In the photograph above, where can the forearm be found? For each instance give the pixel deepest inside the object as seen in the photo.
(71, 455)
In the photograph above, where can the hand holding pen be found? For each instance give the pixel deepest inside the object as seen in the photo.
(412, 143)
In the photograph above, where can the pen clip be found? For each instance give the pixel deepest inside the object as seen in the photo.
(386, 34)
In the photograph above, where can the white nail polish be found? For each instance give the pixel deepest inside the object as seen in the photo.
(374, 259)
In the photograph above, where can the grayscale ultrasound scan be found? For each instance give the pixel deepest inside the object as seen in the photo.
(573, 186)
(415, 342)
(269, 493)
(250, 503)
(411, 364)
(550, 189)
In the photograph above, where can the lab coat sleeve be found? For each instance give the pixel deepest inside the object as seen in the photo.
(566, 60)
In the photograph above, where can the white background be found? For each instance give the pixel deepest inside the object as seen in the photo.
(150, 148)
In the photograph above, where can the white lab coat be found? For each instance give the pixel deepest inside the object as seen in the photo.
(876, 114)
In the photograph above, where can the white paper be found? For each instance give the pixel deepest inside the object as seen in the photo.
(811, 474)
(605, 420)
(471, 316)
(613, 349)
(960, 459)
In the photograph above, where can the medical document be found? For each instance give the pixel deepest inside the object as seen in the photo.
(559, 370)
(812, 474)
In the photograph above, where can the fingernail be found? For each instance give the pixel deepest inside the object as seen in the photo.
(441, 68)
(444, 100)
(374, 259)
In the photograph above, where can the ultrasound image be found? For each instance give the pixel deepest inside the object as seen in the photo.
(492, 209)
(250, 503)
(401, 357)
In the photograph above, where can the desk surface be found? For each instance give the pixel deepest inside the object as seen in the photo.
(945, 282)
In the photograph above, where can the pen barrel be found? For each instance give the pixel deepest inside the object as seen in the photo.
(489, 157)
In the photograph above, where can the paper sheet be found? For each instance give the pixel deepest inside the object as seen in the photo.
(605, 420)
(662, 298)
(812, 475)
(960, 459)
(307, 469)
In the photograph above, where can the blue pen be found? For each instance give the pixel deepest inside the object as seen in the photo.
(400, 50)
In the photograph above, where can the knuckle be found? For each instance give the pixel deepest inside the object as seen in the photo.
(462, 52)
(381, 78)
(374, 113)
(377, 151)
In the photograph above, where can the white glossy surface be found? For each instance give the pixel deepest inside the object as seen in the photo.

--

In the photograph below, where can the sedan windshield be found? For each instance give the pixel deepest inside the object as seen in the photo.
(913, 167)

■ WHAT TO PRODUCE
Reproduce everything from the row containing "In the photograph above, where can the blue" down through the row containing "In the photograph above, where can the white glossy", substituting "finger joint" for "knuckle" and leaving all other text unchanged.

■ TASK RESPONSE
In the photograph above, where can the blue pen be found? For each instance give the pixel deepest inside the object as seen in the photo.
(400, 50)
In the photograph above, where can the finger joint be found? For each instance give the pixel deepest inside the object as seen in the photo.
(462, 52)
(381, 78)
(374, 113)
(377, 151)
In the photograph above, where can the white glossy surface be found? For each instance give the pixel deepest inside the object as seen in the photo.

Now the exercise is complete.